-------- DATASET EXTRACT
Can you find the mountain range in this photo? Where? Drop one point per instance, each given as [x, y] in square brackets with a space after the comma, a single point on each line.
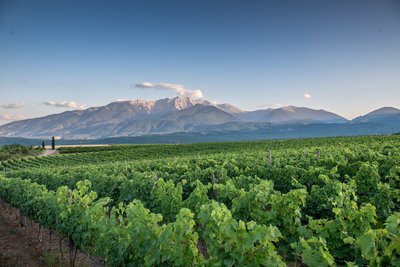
[186, 115]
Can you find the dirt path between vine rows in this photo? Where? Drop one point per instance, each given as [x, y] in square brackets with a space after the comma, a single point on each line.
[49, 152]
[20, 246]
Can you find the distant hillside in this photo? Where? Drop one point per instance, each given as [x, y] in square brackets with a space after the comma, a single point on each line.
[193, 117]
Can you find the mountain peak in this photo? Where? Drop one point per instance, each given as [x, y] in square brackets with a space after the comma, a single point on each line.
[384, 111]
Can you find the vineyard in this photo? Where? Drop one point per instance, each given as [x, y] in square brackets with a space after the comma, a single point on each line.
[306, 202]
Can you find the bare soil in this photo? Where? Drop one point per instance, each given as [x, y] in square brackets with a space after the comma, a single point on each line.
[24, 246]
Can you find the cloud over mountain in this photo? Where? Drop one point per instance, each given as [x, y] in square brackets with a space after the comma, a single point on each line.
[64, 104]
[178, 88]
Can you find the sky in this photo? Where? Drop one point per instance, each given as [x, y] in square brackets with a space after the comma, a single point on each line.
[340, 55]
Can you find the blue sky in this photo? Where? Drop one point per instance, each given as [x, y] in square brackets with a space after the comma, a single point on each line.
[60, 55]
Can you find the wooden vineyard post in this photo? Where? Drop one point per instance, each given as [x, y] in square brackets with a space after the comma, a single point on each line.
[213, 183]
[53, 143]
[269, 158]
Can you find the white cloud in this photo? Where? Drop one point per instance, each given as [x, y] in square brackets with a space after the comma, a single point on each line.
[273, 106]
[11, 117]
[64, 104]
[13, 105]
[178, 88]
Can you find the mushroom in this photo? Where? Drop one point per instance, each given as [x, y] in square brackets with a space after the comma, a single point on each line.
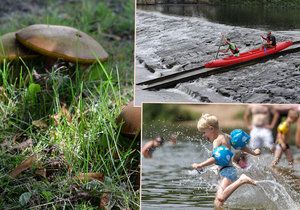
[62, 42]
[10, 49]
[131, 116]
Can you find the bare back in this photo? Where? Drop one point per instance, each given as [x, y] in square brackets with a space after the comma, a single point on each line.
[222, 140]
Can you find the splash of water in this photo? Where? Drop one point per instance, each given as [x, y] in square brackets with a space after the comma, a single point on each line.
[278, 194]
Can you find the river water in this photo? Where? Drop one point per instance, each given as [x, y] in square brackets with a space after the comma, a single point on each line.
[168, 181]
[172, 38]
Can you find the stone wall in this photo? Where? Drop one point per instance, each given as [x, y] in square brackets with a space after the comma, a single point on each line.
[173, 1]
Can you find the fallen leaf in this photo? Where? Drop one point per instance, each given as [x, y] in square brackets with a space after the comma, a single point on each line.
[91, 176]
[104, 201]
[23, 166]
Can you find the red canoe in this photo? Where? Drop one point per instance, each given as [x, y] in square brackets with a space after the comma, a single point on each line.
[247, 56]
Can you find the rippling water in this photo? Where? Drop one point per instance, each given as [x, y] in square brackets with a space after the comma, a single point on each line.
[168, 182]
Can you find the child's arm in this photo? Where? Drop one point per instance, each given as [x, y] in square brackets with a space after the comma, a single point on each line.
[208, 162]
[281, 139]
[274, 119]
[247, 118]
[251, 152]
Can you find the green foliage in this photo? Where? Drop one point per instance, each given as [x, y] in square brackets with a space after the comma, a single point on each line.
[91, 141]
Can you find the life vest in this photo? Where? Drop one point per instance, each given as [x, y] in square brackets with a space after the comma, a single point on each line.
[233, 48]
[239, 139]
[222, 155]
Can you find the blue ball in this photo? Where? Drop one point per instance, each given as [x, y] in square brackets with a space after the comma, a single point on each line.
[239, 139]
[222, 155]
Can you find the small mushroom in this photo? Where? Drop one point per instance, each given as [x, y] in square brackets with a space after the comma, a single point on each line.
[62, 42]
[131, 116]
[10, 49]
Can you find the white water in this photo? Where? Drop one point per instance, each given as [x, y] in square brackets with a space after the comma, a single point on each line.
[278, 194]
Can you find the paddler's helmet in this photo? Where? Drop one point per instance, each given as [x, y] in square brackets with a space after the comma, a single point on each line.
[239, 139]
[222, 155]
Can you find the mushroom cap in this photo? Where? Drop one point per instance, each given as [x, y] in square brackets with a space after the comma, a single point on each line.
[131, 116]
[62, 42]
[10, 49]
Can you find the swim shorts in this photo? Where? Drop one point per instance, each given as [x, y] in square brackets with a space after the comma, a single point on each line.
[228, 172]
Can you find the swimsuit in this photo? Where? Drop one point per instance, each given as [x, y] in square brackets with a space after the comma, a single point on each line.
[228, 172]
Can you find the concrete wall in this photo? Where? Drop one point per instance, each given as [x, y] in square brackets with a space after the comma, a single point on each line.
[172, 1]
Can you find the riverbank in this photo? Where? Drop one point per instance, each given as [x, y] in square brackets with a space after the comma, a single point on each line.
[167, 44]
[274, 3]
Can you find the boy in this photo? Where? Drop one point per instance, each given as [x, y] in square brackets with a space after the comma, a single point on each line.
[232, 47]
[282, 138]
[151, 146]
[208, 125]
[270, 40]
[261, 119]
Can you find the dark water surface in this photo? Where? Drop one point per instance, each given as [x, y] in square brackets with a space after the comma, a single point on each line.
[236, 15]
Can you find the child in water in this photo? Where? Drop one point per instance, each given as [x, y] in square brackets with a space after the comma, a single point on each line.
[151, 146]
[282, 138]
[208, 125]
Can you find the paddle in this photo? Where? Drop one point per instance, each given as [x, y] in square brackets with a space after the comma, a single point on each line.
[221, 41]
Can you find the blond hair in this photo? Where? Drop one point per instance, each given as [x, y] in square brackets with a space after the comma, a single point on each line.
[293, 114]
[207, 120]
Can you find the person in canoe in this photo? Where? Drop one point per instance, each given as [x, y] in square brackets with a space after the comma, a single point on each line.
[232, 47]
[270, 40]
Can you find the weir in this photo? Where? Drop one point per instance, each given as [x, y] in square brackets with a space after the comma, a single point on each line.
[172, 80]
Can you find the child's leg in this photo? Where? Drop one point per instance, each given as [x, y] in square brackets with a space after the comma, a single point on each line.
[218, 200]
[289, 156]
[224, 193]
[277, 156]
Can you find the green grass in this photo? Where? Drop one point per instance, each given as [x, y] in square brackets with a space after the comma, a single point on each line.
[91, 141]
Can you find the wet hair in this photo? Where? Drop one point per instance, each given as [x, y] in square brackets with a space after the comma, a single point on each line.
[207, 120]
[160, 140]
[293, 114]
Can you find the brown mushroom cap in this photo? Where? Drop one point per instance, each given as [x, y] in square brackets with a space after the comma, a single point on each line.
[131, 116]
[10, 49]
[62, 42]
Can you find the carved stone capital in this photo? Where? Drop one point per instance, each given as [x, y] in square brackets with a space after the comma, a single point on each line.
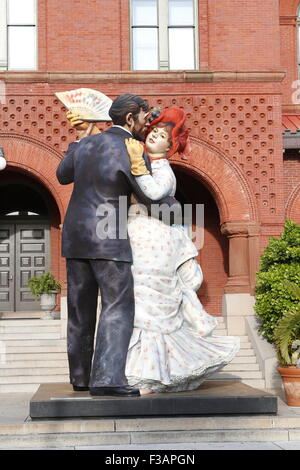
[240, 229]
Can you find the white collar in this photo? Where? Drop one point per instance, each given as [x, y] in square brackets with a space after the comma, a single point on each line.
[121, 127]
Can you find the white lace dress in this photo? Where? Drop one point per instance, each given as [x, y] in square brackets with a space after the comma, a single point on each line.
[172, 347]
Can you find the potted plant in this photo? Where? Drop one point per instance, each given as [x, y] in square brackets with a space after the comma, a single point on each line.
[45, 288]
[287, 343]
----------------
▸ INSTRUCTIONS TO FOLLOW
Recast every line of the items above as a Markdown table with the columns "Row" and "Line", numbering the rows and skipping blank lines. Leave the pictures out.

▸ SOLUTION TO THIS EXERCISE
| Row | Line |
|---|---|
| 1 | Can you find the mountain range in this photo? Where? Drop one point per instance, each given as [x, y] in square brackets with a space after the comma, a single point on each line. |
| 2 | [186, 115] |
| 3 | Can you find the dirt path between vine rows in this photo? Where? Drop one point per instance, each given as [x, y] in square brackets with a space after the comma, a single point on each line. |
| 4 | [49, 152] |
| 5 | [20, 246] |
| 6 | Can you find the distant hillside in this photo? Where? Drop one point per instance, each given as [x, y] in square brackets with a space after the comma, a single point on each line. |
| 7 | [193, 117] |
| 8 | Can you find the mountain peak in this photo? Where? Drop one point per instance, each given as [x, y] in square brackets with a space after the comma, a single point on each line. |
| 9 | [384, 111] |
| 10 | Can you find the vineyard in this photo? Where? Drop one point per instance, each given as [x, y] in square brackets with a space after the comma, a single point on each line. |
| 11 | [306, 202] |
| 12 | Can you find the bare soil in this photo? Where? Drop one point per instance, each given as [x, y] in square brackets with a space after the comma, a single point on each line. |
| 13 | [24, 246] |
| 14 | Can you find the cloud over mountain in this photo? Where? Drop one point per instance, each given as [x, y] in square brackets with a space after the comma, a single point on each line. |
| 15 | [64, 104] |
| 16 | [178, 88] |
| 17 | Can you find the sky in this photo? Where? Drop one point per instance, each given as [x, y] in square brackets with a space after the comma, a single point on each line. |
| 18 | [340, 55] |
| 19 | Can you find the blue sky in this photo? Where? Drop one point per instance, each given as [x, y] in square brackets with a space after the comma, a single point on each line. |
| 20 | [60, 55] |
| 21 | Can you find the wooden vineyard post in this photo? Where? Drop one point per instance, each given as [x, y] in square brackets with a space after the comma, a single point on each line. |
| 22 | [213, 183] |
| 23 | [53, 143] |
| 24 | [269, 158] |
| 25 | Can you find the white cloud in this photo? Where? Drop one point per instance, each given as [x, y] in square brackets with a space after the comma, a single point on each line. |
| 26 | [273, 106] |
| 27 | [11, 117] |
| 28 | [64, 104] |
| 29 | [13, 105] |
| 30 | [178, 88] |
| 31 | Can you find the mushroom in this photo? Where? Drop one point per instance, each given as [x, y] in square brackets with a space after the comma, a single point on each line. |
| 32 | [62, 42] |
| 33 | [10, 49] |
| 34 | [131, 116] |
| 35 | Can you find the bare back in this photo? Where? Drop one point per instance, each given as [x, y] in square brackets with a space after the comma, a single point on each line. |
| 36 | [222, 140] |
| 37 | Can you find the splash of water in this photo? Where? Drop one point per instance, each given as [x, y] in square brackets with a space after the comma, a single point on each line. |
| 38 | [278, 194] |
| 39 | Can you find the river water in this photo? Where? Drop one point per instance, each given as [x, y] in square brackets with a space after the comma, a single point on each line. |
| 40 | [168, 181] |
| 41 | [172, 38] |
| 42 | Can you find the stone wall in this photo? Where? Drop one point per instance, each given as [x, y] in square brackets with a space after the comma, a single point on each line. |
| 43 | [173, 1] |
| 44 | Can you find the fallen leaf in this photo? Where? Drop one point per instance, each given as [x, y] in square brackets with a space after the comma, a single point on each line. |
| 45 | [91, 176] |
| 46 | [104, 201] |
| 47 | [23, 166] |
| 48 | Can you find the red canoe in this photo? Where? Drop one point per instance, each given as [x, y] in square brackets with a space after the comma, a single point on each line. |
| 49 | [247, 56] |
| 50 | Can you find the rippling water in this photo? Where? Drop one point per instance, each given as [x, y] in square brackets with a space after the comma, a single point on each line. |
| 51 | [168, 182] |
| 52 | Can you find the child's arm in this photo? Where? Drop one point per instance, each given as [x, y] in square brackets with a space after the comma, a single point on each line. |
| 53 | [208, 162] |
| 54 | [281, 139] |
| 55 | [274, 119] |
| 56 | [247, 118] |
| 57 | [251, 152] |
| 58 | Can you find the green foliage in this photo? Where? Drop one point per instance, each given as [x, y] in square brackets with a space after the comma, a single point on each line. |
| 59 | [91, 141] |
| 60 | Can you find the life vest in this photo? Where? Drop one point per instance, each given as [x, y] in square brackets with a space after the comma, a single point on each line. |
| 61 | [233, 48] |
| 62 | [239, 139] |
| 63 | [222, 155] |
| 64 | Can you find the blue ball in this photo? Where? Drop one point per instance, each given as [x, y] in square brackets with a space after the comma, a single point on each line. |
| 65 | [239, 139] |
| 66 | [222, 155] |
| 67 | Can you find the small mushroom in this photo? Where? Drop one point per instance, each given as [x, y] in square brackets with a space after the comma, a single point on each line. |
| 68 | [62, 42] |
| 69 | [131, 116] |
| 70 | [10, 49] |
| 71 | Can you find the white water in this photo? Where? Drop one point per instance, each given as [x, y] in square brackets with a space after the comma, a single point on each line. |
| 72 | [278, 194] |
| 73 | Can you find the paddler's helmet in this photo? Where? Drop one point per instance, each given as [x, y] in square brackets with a space after the comma, a single point on each line. |
| 74 | [239, 139] |
| 75 | [222, 155] |
| 76 | Can you find the mushroom cap in this photo? Where? Drop one point per instance, each given as [x, y] in square brackets with a space after the comma, a single point on each line. |
| 77 | [131, 116] |
| 78 | [62, 42] |
| 79 | [10, 49] |
| 80 | Can you find the swim shorts in this photo? Where? Drop one point per instance, each given as [x, y] in square brackets with a space after the comma, a single point on each line. |
| 81 | [228, 172] |
| 82 | Can you find the swimsuit in this photo? Where? Drop one point per instance, each given as [x, y] in square brackets with a space after the comma, a single point on each line. |
| 83 | [228, 172] |
| 84 | Can you find the concrete wall in this photo? Where? Drop one point per instance, each given as [x, y] in square brackets with a space after the comma, a single point on each line. |
| 85 | [172, 1] |
| 86 | Can you find the riverbank in this photo? Where? Drop one point per instance, each given as [x, y] in square brackets with a space after the comma, a single point on each line. |
| 87 | [167, 44] |
| 88 | [274, 3] |
| 89 | Can you find the boy in this photo? Where? Drop one point per instance, each given as [x, y] in square brackets with a space after the comma, a single point on each line. |
| 90 | [232, 47] |
| 91 | [282, 138] |
| 92 | [151, 146] |
| 93 | [208, 125] |
| 94 | [270, 40] |
| 95 | [261, 119] |
| 96 | Can you find the dark water surface in this photo? Where? Drop one point per instance, each given as [x, y] in square brackets with a space after the comma, a single point on each line. |
| 97 | [236, 15] |
| 98 | Can you find the child in water in this photo? Where? Drop one point per instance, each given as [x, y] in square brackets with a space after the comma, a single point on each line. |
| 99 | [151, 146] |
| 100 | [282, 138] |
| 101 | [208, 125] |
| 102 | Can you find the paddle in this photo? Where? Drop one point per instance, each given as [x, y] in square brackets with a space after the comma, a single point on each line. |
| 103 | [221, 41] |
| 104 | Can you find the blond hair in this photo? Where? Drop one point per instance, each given as [x, y] in square brackets with a space after the comma, a single point on each line. |
| 105 | [293, 114] |
| 106 | [207, 120] |
| 107 | Can you find the person in canoe in this photo? Where? Drop one point per instance, each given as [x, y] in square brackets with a space after the comma, a single point on each line. |
| 108 | [232, 47] |
| 109 | [270, 40] |
| 110 | Can you find the weir in this photo? Where? Drop one point per instance, each given as [x, y] in square brackets with a space after the comma, a single point on each line. |
| 111 | [172, 80] |
| 112 | Can you find the child's leg in this photo? Where? Drop one point per instance, each given as [x, y] in square brackets with a space after the comma, a single point on each line. |
| 113 | [218, 200] |
| 114 | [289, 156] |
| 115 | [224, 193] |
| 116 | [277, 156] |
| 117 | Can you find the green grass in this photo? Where? Drop one point per instance, each given as [x, y] in square brackets with a space after the comma, a single point on each line. |
| 118 | [91, 141] |
| 119 | Can you find the wet hair in this photo? Where? Drop one point per instance, each given as [x, y] in square brackets with a space after the comma, a single point on each line. |
| 120 | [207, 120] |
| 121 | [160, 140] |
| 122 | [293, 114] |
| 123 | Can you find the brown mushroom cap in this photo? Where? Drop one point per instance, each given as [x, y] in square brackets with a space after the comma, a single point on each line. |
| 124 | [131, 116] |
| 125 | [10, 49] |
| 126 | [62, 42] |
| 127 | Can you find the carved stone capital in this photo? Where? Drop one point per instance, each given as [x, y] in square brackets with a space after the comma, a single point on each line. |
| 128 | [240, 229] |
| 129 | Can you find the white collar in this photo? Where? Drop one point per instance, each given as [x, y] in square brackets with a space after the comma, a single point on each line. |
| 130 | [121, 127] |
| 131 | Can you find the white lace dress in this photo? Where? Drop one point per instance, each given as [x, y] in square brackets with a space after the comma, a single point on each line. |
| 132 | [172, 347] |
| 133 | Can you find the potted plant in this photo? Where? Drop one point per instance, each given as [x, y] in square brackets with a space after the comma, a single point on each line. |
| 134 | [45, 288] |
| 135 | [287, 343] |